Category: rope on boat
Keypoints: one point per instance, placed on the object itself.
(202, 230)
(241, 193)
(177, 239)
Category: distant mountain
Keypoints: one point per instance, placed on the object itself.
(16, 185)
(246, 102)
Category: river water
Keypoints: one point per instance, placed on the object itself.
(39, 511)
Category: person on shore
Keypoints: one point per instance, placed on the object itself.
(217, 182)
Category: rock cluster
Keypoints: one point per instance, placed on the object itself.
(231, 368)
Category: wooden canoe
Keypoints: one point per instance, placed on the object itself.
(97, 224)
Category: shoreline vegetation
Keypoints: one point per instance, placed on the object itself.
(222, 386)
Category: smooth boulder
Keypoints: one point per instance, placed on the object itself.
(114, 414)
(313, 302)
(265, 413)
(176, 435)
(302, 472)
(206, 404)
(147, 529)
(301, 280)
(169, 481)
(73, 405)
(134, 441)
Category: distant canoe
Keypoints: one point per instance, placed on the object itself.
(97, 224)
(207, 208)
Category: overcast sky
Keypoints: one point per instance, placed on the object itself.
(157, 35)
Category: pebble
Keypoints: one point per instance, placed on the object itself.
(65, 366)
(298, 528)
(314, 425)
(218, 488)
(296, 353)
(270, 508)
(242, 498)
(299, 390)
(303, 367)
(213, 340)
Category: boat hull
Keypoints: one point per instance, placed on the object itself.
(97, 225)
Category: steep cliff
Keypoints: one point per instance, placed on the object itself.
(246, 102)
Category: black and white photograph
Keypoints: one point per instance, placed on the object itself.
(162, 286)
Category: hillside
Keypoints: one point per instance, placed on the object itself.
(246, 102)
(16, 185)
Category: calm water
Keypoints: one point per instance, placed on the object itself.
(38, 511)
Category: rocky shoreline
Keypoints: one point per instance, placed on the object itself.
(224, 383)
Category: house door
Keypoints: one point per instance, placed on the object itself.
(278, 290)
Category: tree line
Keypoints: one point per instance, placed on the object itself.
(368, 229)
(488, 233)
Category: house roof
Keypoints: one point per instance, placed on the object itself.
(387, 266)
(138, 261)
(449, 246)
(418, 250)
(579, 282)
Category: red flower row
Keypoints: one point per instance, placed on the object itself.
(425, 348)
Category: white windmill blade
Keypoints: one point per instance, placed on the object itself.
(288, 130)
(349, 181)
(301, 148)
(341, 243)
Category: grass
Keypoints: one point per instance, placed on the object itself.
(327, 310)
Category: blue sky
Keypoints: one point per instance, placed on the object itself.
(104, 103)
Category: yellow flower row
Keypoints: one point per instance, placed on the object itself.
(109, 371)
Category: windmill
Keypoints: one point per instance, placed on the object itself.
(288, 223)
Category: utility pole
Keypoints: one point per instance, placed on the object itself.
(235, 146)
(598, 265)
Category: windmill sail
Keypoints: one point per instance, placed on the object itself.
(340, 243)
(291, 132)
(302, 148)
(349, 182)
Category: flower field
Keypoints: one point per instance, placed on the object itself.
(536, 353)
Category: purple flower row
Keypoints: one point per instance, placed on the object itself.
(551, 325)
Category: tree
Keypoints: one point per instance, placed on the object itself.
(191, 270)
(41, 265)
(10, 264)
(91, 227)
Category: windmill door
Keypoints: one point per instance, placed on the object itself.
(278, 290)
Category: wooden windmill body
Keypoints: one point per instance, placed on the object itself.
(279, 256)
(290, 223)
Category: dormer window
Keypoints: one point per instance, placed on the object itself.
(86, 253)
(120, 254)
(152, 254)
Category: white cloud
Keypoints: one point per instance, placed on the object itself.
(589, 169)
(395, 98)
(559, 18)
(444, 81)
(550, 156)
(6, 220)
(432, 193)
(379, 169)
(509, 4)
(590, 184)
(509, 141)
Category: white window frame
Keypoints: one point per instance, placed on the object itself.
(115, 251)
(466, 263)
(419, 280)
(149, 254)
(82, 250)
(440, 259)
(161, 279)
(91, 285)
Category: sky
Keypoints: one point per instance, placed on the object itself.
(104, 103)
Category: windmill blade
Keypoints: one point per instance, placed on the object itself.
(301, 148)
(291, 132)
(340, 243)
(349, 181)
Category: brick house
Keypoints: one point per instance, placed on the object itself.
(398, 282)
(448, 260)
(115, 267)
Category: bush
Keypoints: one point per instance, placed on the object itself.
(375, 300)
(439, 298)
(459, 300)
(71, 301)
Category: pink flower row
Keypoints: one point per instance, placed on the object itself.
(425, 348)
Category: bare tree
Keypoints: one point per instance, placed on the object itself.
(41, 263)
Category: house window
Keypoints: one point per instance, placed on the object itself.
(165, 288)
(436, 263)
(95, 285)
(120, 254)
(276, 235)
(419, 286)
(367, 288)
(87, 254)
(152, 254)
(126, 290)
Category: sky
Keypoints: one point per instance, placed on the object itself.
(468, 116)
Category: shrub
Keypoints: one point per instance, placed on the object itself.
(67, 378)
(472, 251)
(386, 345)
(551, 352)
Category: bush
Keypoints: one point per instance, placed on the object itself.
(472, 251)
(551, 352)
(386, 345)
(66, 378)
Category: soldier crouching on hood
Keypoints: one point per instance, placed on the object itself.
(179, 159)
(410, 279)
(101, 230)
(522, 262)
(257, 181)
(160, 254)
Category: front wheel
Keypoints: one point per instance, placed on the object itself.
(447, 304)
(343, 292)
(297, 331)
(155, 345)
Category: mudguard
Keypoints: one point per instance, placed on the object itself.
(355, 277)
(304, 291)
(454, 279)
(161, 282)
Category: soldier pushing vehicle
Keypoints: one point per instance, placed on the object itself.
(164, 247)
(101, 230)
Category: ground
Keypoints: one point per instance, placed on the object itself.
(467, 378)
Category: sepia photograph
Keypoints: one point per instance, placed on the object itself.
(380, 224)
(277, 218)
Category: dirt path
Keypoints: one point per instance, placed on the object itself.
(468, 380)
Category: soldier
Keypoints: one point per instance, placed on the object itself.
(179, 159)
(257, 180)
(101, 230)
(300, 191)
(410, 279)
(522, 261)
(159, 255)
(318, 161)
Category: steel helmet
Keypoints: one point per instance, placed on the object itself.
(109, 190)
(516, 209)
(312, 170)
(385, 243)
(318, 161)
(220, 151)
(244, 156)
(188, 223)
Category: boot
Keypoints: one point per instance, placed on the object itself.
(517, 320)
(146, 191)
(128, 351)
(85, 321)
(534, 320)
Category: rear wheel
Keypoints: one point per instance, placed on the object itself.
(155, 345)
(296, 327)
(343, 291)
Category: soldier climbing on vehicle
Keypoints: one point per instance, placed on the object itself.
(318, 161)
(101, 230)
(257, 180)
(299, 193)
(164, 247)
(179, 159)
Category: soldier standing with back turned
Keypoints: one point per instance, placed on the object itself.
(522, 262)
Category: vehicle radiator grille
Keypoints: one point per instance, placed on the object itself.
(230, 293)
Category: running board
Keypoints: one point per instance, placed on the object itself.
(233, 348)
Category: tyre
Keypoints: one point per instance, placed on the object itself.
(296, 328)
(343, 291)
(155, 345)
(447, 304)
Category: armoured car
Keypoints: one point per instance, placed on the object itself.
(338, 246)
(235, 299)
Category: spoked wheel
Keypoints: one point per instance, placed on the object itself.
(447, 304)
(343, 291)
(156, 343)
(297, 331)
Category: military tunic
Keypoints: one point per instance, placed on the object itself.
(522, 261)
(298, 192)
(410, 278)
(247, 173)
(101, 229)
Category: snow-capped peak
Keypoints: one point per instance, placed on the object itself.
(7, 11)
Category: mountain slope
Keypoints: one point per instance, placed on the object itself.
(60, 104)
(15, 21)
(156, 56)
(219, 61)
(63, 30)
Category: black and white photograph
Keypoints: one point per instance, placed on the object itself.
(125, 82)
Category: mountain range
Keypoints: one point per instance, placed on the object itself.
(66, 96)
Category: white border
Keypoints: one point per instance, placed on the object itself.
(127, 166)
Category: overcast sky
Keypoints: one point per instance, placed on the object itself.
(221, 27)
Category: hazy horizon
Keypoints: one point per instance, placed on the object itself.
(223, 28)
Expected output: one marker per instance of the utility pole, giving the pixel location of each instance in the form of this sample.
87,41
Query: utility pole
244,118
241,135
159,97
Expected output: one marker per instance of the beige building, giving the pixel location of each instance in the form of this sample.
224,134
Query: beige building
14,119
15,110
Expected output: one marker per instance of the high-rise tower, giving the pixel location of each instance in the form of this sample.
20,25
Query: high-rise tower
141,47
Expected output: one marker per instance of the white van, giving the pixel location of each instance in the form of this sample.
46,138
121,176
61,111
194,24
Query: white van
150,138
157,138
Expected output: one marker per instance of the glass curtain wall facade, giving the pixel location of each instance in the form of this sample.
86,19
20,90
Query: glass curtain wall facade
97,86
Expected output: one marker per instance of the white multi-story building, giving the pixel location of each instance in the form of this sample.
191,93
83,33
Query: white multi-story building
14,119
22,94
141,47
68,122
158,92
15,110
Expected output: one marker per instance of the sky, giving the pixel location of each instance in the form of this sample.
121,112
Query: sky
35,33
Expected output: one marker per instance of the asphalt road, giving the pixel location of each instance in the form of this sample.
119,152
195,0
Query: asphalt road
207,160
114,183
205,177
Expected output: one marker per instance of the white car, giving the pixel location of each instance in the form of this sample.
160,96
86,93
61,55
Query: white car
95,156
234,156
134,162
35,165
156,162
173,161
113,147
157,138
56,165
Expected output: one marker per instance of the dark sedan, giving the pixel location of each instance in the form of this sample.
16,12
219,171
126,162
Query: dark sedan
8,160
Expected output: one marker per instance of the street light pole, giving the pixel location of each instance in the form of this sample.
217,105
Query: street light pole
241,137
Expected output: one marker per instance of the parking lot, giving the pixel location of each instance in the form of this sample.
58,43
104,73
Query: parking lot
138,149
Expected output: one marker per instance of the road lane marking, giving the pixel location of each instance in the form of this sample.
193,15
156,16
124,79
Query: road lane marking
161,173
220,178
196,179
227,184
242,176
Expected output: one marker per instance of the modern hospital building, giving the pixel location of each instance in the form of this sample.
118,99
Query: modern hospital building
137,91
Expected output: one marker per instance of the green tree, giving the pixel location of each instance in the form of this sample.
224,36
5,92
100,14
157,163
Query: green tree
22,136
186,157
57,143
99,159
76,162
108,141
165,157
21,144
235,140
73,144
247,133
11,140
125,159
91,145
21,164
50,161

|---|

**Your assignment:** Find every line of the data that includes the string "house". Copy each of those lines.

**Answer space:**
Category: house door
Category: house roof
Category: brick house
Category: house window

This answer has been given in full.